── GIVEN DATA

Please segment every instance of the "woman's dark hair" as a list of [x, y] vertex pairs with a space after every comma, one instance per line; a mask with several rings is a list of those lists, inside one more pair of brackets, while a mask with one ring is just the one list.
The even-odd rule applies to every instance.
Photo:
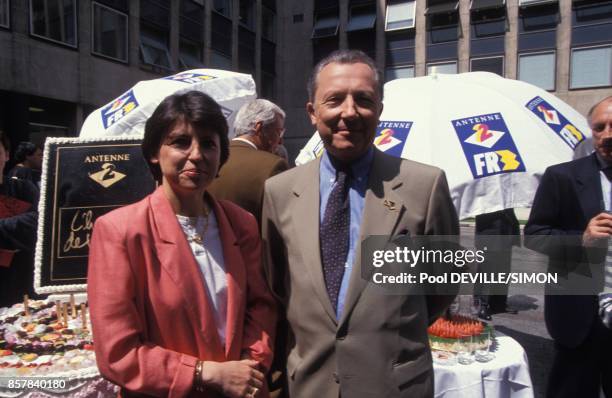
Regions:
[[219, 167], [227, 161], [229, 156], [227, 121], [219, 104], [210, 96], [199, 91], [170, 95], [155, 108], [155, 111], [147, 120], [141, 145], [142, 154], [157, 181], [161, 181], [161, 169], [159, 164], [152, 163], [151, 159], [158, 154], [164, 138], [178, 121], [193, 126], [196, 134], [207, 131], [219, 136], [221, 145]]
[[11, 151], [11, 142], [9, 141], [8, 136], [2, 130], [0, 130], [0, 144], [2, 144], [6, 152]]
[[15, 149], [15, 162], [23, 163], [28, 156], [32, 156], [37, 149], [42, 149], [39, 146], [32, 144], [31, 142], [22, 141], [17, 145]]

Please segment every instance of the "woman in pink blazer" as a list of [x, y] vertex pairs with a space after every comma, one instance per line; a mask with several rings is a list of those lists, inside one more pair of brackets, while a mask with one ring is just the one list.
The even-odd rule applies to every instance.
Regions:
[[88, 296], [98, 367], [122, 396], [268, 395], [276, 308], [255, 218], [206, 188], [228, 157], [212, 98], [166, 98], [145, 126], [159, 188], [100, 217]]

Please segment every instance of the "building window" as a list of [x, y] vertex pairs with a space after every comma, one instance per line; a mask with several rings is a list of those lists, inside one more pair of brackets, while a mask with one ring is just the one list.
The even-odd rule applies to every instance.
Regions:
[[612, 42], [612, 2], [574, 0], [572, 46]]
[[232, 0], [214, 0], [213, 10], [228, 18], [232, 17]]
[[0, 27], [11, 27], [10, 15], [9, 0], [0, 0]]
[[352, 6], [346, 31], [355, 32], [358, 30], [374, 29], [375, 24], [376, 4]]
[[210, 66], [217, 69], [232, 70], [232, 58], [223, 53], [211, 51]]
[[204, 7], [193, 0], [181, 0], [179, 35], [204, 43]]
[[558, 3], [519, 8], [519, 53], [555, 49], [558, 23]]
[[544, 90], [555, 89], [555, 52], [519, 54], [518, 79]]
[[261, 69], [270, 74], [276, 72], [276, 44], [265, 39], [261, 41]]
[[414, 10], [416, 1], [393, 1], [387, 4], [385, 30], [399, 30], [414, 28]]
[[276, 42], [276, 12], [266, 6], [261, 7], [261, 36]]
[[255, 73], [255, 32], [242, 26], [238, 29], [238, 69]]
[[75, 0], [30, 0], [30, 33], [76, 47], [76, 15]]
[[415, 33], [414, 29], [410, 29], [385, 34], [387, 68], [393, 69], [414, 64]]
[[179, 18], [179, 66], [203, 68], [204, 7], [193, 0], [181, 0]]
[[461, 36], [457, 1], [429, 0], [427, 10], [427, 61], [457, 58]]
[[128, 16], [96, 2], [92, 7], [92, 52], [127, 62]]
[[339, 25], [338, 10], [316, 12], [315, 23], [312, 28], [312, 38], [320, 39], [336, 36]]
[[140, 55], [144, 64], [172, 69], [168, 51], [168, 33], [141, 24]]
[[457, 74], [457, 62], [444, 62], [440, 64], [427, 64], [427, 75], [436, 75], [436, 74], [447, 74], [447, 75], [456, 75]]
[[179, 64], [181, 69], [203, 68], [202, 43], [181, 37], [179, 41]]
[[255, 3], [253, 0], [240, 0], [240, 23], [255, 30]]
[[491, 72], [504, 76], [504, 57], [472, 58], [470, 72]]
[[414, 77], [413, 65], [393, 66], [385, 69], [385, 82], [407, 77]]
[[232, 21], [220, 14], [213, 13], [211, 25], [211, 48], [231, 59]]
[[612, 86], [612, 46], [572, 50], [570, 88]]

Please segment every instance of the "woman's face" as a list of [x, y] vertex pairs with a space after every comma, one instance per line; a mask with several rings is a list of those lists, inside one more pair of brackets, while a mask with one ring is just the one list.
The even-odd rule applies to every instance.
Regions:
[[177, 196], [203, 193], [219, 171], [219, 135], [212, 131], [198, 133], [192, 125], [178, 121], [151, 159], [161, 168], [162, 185]]

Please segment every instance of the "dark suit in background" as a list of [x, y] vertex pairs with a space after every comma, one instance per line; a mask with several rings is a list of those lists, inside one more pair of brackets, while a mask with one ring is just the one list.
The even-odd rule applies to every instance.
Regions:
[[[603, 210], [599, 170], [593, 154], [549, 167], [542, 176], [525, 226], [525, 246], [547, 254], [551, 272], [564, 275], [593, 261], [582, 247], [582, 234]], [[546, 327], [556, 349], [548, 397], [598, 397], [602, 384], [612, 396], [612, 332], [597, 310], [596, 296], [545, 296]]]
[[[484, 263], [478, 267], [479, 272], [510, 272], [512, 268], [512, 246], [520, 245], [521, 229], [513, 209], [504, 209], [476, 216], [476, 247], [487, 247]], [[508, 298], [508, 285], [475, 286], [480, 298], [481, 313], [488, 310], [492, 313], [504, 312]]]

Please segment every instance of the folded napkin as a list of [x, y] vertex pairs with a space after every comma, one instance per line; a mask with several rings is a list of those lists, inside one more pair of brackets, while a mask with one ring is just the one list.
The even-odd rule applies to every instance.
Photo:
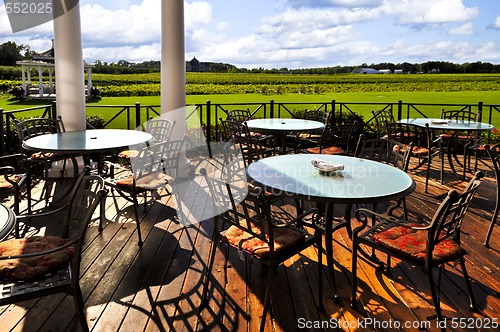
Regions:
[[313, 159], [311, 160], [311, 164], [323, 172], [333, 172], [333, 171], [341, 171], [344, 169], [344, 165], [337, 164], [331, 161]]

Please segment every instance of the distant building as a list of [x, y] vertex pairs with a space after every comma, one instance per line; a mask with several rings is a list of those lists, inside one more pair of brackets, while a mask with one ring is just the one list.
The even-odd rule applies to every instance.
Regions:
[[203, 62], [200, 62], [196, 59], [196, 57], [193, 57], [191, 61], [186, 61], [186, 71], [204, 72], [207, 70]]
[[378, 72], [380, 74], [392, 74], [392, 70], [390, 69], [380, 69]]
[[394, 69], [394, 74], [403, 74], [403, 69]]
[[380, 74], [377, 69], [373, 68], [357, 68], [352, 71], [353, 74]]

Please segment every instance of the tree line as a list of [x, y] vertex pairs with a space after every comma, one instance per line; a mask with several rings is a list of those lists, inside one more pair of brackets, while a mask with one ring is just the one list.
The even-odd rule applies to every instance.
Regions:
[[[20, 68], [16, 67], [16, 62], [20, 60], [31, 59], [36, 54], [28, 45], [17, 45], [15, 42], [8, 41], [0, 44], [0, 79], [13, 80], [21, 75]], [[430, 73], [439, 72], [446, 74], [457, 73], [500, 73], [500, 64], [489, 62], [466, 62], [456, 64], [448, 61], [427, 61], [424, 63], [363, 63], [359, 66], [334, 66], [323, 68], [238, 68], [227, 63], [200, 62], [203, 71], [216, 73], [280, 73], [280, 74], [343, 74], [351, 73], [358, 68], [389, 69], [392, 72], [399, 69], [403, 73]], [[137, 74], [160, 71], [160, 61], [150, 60], [141, 63], [133, 63], [126, 60], [118, 62], [105, 62], [101, 60], [94, 61], [94, 73], [103, 74]]]

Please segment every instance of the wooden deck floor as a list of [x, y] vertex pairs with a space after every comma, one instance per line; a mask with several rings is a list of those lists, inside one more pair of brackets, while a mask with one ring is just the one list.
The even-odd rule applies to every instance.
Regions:
[[[417, 191], [408, 199], [412, 217], [432, 215], [435, 202], [442, 199], [448, 188], [463, 187], [461, 181], [448, 176], [445, 186], [431, 180], [430, 193], [425, 194], [421, 174], [411, 174], [418, 185]], [[191, 193], [198, 194], [204, 190], [203, 185], [190, 189]], [[490, 172], [462, 228], [464, 246], [469, 251], [467, 266], [473, 280], [478, 312], [473, 313], [468, 308], [458, 266], [450, 266], [442, 280], [443, 312], [449, 317], [448, 328], [453, 331], [467, 330], [459, 324], [476, 322], [492, 326], [491, 320], [500, 323], [497, 321], [500, 319], [500, 226], [492, 235], [491, 249], [482, 244], [495, 204], [494, 190], [495, 182]], [[97, 221], [90, 228], [81, 267], [81, 288], [91, 330], [258, 330], [266, 285], [259, 263], [245, 262], [230, 250], [225, 275], [225, 251], [219, 246], [209, 291], [210, 302], [207, 308], [200, 309], [202, 275], [210, 252], [212, 222], [206, 220], [184, 227], [174, 217], [175, 204], [171, 196], [161, 197], [142, 216], [141, 230], [145, 241], [139, 248], [132, 206], [119, 197], [107, 199], [108, 222], [102, 233], [97, 230]], [[189, 210], [203, 208], [193, 200]], [[29, 233], [55, 233], [58, 222], [35, 219], [29, 225]], [[387, 278], [372, 264], [360, 259], [358, 284], [362, 306], [360, 311], [355, 311], [349, 307], [351, 241], [345, 230], [335, 234], [334, 252], [341, 305], [333, 301], [332, 285], [325, 266], [325, 310], [317, 310], [318, 252], [316, 249], [307, 250], [277, 271], [271, 312], [266, 321], [267, 331], [330, 331], [336, 330], [336, 325], [339, 330], [346, 331], [389, 331], [398, 324], [394, 322], [412, 324], [413, 328], [401, 328], [405, 331], [418, 330], [414, 328], [418, 324], [424, 330], [436, 330], [435, 323], [431, 328], [425, 326], [427, 317], [433, 315], [434, 310], [422, 271], [393, 260], [392, 277]], [[323, 259], [323, 264], [325, 261]], [[472, 321], [472, 318], [477, 320]], [[80, 330], [72, 298], [64, 295], [0, 307], [0, 327], [1, 331]]]

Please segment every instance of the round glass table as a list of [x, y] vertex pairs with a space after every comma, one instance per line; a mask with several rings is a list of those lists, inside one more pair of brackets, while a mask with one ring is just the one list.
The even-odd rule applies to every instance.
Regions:
[[265, 118], [245, 121], [248, 128], [278, 132], [281, 140], [281, 151], [286, 152], [286, 134], [289, 132], [302, 132], [325, 128], [319, 121], [288, 118]]
[[0, 203], [0, 241], [3, 241], [14, 229], [16, 215], [4, 204]]
[[[344, 169], [326, 175], [312, 166], [313, 159], [340, 164]], [[346, 227], [349, 234], [352, 233], [352, 205], [397, 200], [410, 195], [416, 187], [413, 179], [398, 168], [348, 156], [274, 156], [251, 163], [247, 174], [268, 192], [325, 204], [325, 247], [332, 280], [335, 280], [333, 232]], [[333, 205], [336, 203], [346, 204], [343, 218], [333, 216]]]

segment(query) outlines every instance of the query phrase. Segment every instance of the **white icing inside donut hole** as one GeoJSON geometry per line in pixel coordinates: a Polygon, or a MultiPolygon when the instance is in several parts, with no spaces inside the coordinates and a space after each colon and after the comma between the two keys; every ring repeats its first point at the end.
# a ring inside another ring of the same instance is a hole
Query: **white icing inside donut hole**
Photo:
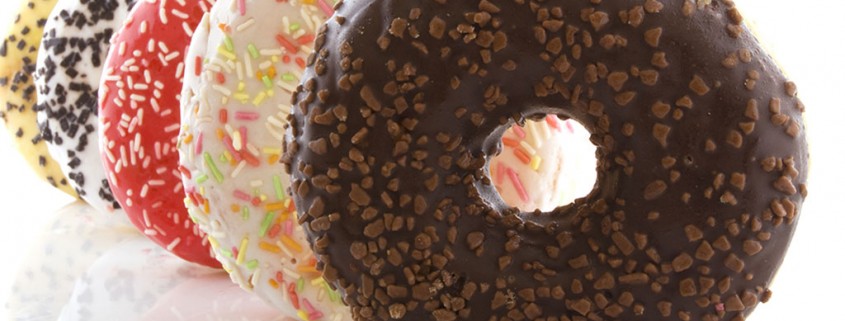
{"type": "Polygon", "coordinates": [[[542,115],[511,125],[501,152],[487,163],[505,204],[522,212],[550,212],[586,197],[596,184],[596,147],[572,119],[542,115]]]}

────

PROBLEM TO WORK ON: For each line of the entries that contains the word "dark", make a copy.

REPLY TO THE TASK:
Please segment every instance of the "woman's dark hair" as a list of [x, y] vertex pairs with a space after every comma, one instance per line; a mask with several rings is a list of those lists, inside one more pair of brackets, while a mask with one ring is just the one list.
Please segment every instance of the "dark suit in background" as a list of [x, y] vertex pairs with a space after every comma, one instance per line; a mask with several rings is a list of those lists, inside one more pair of brackets, while a mask with one ring is just the one list.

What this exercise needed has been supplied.